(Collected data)
....

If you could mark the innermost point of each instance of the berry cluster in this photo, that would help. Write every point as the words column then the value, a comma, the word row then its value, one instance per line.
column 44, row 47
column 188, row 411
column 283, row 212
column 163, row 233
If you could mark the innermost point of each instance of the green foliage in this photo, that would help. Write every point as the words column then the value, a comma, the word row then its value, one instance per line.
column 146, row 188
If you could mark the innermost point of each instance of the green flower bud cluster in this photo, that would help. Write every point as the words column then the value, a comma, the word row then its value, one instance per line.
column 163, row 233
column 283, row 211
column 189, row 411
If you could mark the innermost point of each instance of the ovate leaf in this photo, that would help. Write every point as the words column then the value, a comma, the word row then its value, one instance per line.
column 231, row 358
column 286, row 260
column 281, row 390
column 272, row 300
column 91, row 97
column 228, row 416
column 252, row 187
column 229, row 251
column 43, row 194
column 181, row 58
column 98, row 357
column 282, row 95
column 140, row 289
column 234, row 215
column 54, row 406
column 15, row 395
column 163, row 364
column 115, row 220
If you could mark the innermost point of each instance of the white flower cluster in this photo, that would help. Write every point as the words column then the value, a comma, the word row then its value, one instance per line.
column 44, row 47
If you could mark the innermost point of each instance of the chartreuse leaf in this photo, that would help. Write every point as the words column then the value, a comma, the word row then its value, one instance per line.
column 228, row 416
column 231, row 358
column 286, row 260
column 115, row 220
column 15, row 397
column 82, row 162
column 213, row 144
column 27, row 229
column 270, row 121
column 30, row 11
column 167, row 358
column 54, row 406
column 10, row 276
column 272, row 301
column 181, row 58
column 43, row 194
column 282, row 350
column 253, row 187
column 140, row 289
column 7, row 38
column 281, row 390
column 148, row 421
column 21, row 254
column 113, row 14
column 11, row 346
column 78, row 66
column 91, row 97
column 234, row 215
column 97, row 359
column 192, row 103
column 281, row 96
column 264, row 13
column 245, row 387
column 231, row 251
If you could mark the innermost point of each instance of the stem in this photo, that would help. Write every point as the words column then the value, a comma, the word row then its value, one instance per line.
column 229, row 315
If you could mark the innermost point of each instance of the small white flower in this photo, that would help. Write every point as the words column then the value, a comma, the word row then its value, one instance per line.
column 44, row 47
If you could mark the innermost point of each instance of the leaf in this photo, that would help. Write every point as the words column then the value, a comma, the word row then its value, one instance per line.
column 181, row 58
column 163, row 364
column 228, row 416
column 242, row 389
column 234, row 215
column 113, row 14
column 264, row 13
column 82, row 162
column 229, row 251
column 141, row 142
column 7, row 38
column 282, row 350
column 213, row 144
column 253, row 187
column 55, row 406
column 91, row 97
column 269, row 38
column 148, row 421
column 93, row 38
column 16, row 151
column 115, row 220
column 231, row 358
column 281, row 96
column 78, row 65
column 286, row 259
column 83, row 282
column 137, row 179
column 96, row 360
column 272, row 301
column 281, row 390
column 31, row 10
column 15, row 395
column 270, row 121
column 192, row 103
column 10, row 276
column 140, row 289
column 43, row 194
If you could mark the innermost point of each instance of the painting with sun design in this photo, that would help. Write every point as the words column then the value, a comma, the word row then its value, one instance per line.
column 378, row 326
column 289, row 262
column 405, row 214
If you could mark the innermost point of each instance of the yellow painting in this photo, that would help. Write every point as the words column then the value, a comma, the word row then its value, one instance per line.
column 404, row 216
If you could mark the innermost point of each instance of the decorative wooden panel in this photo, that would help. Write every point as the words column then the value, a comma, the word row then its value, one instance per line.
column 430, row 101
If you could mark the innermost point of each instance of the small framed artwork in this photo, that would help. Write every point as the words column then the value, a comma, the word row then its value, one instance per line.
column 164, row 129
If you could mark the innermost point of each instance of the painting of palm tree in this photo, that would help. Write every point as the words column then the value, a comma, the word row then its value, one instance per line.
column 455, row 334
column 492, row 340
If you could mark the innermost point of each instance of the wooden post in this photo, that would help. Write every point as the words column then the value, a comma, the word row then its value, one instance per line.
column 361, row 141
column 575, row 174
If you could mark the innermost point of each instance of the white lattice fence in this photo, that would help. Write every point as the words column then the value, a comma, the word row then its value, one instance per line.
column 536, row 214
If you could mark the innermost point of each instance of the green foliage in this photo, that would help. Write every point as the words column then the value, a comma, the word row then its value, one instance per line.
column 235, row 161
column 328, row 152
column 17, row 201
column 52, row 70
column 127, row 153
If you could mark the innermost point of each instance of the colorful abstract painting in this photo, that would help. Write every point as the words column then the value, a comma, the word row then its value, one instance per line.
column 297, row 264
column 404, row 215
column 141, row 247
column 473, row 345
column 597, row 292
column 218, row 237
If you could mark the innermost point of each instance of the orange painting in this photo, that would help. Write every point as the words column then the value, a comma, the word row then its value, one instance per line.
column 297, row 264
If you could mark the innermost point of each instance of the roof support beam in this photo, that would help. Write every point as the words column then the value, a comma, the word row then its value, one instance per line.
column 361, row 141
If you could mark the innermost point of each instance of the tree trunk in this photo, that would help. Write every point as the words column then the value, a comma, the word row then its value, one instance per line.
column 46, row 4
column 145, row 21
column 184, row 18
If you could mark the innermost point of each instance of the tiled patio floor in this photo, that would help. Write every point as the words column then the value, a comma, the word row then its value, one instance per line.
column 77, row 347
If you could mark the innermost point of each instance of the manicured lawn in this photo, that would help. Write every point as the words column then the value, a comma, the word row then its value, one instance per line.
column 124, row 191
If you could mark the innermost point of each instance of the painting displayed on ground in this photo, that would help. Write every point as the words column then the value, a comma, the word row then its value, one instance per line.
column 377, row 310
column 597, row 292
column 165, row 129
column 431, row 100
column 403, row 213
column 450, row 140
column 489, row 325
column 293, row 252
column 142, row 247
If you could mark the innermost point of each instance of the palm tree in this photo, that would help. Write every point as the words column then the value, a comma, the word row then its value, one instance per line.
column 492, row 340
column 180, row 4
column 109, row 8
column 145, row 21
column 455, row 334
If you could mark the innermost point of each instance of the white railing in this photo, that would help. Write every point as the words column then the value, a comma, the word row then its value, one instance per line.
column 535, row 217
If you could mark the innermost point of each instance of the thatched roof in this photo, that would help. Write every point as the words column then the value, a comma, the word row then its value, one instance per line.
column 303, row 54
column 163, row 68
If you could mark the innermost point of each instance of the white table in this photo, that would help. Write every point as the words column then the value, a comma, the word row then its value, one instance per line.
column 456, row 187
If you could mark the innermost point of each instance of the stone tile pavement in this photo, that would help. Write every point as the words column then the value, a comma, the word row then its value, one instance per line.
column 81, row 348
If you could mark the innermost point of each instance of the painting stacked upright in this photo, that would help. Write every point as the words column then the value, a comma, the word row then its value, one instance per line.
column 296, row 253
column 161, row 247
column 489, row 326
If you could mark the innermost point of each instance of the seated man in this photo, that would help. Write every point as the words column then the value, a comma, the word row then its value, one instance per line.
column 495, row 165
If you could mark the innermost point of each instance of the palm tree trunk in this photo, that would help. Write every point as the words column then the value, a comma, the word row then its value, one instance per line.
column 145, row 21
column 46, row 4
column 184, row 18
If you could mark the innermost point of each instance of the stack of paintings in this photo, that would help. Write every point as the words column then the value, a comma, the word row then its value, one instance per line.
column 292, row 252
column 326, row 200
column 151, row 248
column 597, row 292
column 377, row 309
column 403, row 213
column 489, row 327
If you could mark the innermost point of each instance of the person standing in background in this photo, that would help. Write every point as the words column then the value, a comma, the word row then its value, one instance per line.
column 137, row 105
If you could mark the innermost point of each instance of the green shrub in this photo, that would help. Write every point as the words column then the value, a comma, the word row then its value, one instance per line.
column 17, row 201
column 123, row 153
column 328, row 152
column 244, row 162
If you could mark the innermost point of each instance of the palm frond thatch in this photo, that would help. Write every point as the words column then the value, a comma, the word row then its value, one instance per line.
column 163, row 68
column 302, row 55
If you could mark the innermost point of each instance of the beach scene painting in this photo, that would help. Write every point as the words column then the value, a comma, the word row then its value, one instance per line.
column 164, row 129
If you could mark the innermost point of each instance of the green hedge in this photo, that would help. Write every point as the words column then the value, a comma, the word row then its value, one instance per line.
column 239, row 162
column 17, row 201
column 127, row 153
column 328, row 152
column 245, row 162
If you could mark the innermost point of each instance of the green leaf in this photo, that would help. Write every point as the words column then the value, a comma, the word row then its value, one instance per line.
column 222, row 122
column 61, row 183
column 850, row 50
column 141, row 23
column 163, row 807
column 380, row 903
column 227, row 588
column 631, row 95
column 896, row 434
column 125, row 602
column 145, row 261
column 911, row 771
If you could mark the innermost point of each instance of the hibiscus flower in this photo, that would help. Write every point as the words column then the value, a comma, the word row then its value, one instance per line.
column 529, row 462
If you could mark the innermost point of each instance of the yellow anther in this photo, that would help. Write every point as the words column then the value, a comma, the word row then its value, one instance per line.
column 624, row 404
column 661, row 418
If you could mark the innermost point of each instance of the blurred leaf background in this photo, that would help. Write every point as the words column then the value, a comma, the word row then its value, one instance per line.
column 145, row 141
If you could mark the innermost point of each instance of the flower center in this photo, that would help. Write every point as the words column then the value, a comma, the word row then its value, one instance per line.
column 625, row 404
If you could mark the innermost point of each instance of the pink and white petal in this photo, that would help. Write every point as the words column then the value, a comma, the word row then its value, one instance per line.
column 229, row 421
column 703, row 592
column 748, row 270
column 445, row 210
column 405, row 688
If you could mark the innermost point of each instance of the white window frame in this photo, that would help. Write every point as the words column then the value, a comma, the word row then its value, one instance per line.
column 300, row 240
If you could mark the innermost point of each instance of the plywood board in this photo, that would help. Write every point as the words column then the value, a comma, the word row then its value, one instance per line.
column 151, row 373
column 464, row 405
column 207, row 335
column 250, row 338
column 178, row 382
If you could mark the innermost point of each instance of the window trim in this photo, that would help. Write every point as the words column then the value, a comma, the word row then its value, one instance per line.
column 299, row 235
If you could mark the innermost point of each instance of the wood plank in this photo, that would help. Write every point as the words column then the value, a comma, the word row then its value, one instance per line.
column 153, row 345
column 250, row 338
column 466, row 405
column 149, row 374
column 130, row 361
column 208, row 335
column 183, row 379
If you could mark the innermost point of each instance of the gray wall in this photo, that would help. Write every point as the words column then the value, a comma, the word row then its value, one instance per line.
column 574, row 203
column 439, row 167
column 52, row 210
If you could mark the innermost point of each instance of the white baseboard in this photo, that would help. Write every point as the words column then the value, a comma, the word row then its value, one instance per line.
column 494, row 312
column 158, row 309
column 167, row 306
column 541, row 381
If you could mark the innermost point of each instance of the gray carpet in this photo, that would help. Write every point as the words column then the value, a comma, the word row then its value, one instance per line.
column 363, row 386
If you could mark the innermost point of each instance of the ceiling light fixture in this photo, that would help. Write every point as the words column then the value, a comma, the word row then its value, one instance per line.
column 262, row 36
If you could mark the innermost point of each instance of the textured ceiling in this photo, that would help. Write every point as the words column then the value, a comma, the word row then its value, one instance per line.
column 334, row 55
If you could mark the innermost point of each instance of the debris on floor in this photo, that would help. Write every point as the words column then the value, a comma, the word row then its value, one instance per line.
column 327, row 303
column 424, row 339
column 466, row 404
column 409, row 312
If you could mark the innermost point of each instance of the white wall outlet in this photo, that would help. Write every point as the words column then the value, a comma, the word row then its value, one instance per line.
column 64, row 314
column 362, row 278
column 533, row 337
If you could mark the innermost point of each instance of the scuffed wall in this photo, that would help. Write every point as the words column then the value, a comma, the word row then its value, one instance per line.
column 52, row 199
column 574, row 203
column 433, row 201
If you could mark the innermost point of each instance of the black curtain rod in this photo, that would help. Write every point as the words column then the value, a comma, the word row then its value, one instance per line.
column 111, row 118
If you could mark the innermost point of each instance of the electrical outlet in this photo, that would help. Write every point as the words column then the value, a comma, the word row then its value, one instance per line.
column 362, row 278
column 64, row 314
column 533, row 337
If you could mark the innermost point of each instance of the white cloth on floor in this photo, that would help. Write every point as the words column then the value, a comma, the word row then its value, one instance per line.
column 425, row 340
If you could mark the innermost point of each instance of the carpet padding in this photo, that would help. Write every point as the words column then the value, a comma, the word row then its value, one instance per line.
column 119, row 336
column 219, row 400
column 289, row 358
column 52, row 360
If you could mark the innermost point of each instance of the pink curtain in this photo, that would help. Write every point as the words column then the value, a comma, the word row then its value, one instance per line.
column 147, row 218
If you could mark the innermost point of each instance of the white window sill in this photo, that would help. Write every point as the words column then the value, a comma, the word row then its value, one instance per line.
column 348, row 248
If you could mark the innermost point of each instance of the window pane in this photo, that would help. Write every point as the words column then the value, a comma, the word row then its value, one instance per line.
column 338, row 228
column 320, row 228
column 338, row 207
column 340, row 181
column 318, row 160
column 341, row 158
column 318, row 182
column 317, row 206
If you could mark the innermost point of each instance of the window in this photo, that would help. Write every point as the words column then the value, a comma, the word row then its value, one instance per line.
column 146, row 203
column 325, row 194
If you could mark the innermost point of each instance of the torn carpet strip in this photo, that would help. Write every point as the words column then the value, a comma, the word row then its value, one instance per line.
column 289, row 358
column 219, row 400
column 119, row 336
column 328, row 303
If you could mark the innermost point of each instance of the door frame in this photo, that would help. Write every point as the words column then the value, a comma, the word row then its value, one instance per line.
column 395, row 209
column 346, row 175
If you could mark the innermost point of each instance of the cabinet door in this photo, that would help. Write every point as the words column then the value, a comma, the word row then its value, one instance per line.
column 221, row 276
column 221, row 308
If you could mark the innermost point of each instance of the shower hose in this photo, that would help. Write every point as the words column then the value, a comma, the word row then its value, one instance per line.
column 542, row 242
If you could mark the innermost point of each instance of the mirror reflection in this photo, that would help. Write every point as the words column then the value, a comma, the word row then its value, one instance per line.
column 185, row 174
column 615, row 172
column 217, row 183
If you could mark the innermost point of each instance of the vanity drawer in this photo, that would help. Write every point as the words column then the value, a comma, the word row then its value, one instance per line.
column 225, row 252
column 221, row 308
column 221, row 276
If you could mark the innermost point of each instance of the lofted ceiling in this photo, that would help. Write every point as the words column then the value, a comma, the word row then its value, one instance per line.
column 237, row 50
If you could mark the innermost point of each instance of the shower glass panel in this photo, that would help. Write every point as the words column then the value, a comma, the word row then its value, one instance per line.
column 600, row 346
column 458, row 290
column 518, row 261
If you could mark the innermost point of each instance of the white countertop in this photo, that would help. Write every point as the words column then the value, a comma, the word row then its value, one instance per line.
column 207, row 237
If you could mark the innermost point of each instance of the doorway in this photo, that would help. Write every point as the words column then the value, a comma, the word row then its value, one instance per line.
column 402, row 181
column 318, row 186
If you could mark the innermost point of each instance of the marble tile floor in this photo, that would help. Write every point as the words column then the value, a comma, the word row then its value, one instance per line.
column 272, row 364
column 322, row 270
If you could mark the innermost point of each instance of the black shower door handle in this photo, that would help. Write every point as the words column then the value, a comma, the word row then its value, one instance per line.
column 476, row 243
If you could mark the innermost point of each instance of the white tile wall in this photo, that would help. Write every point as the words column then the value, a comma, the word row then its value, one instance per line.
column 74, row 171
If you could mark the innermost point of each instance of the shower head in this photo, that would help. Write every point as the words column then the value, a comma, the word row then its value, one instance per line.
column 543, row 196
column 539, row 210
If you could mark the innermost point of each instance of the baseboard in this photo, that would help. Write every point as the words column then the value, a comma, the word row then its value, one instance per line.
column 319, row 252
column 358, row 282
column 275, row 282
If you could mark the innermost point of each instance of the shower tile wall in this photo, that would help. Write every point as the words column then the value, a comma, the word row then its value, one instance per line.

....

Your objective: Lay out the stretch of the data from the line containing "the white tile" through the line containing "column 539, row 210" as a numbered list, skipping any blank lines.

Written answer:
1. If you could mark the innermost point of each instance of the white tile wall in this photo, that would help. Write every point as the words column then the value, a comma, the word row then its value, one instance per line.
2. column 74, row 171
3. If you could mark the innermost point of each instance of the shower head in this photo, that would help. Write every point as the words column then the value, a comma, the word row then its value, one instance per line.
4. column 543, row 196
5. column 539, row 210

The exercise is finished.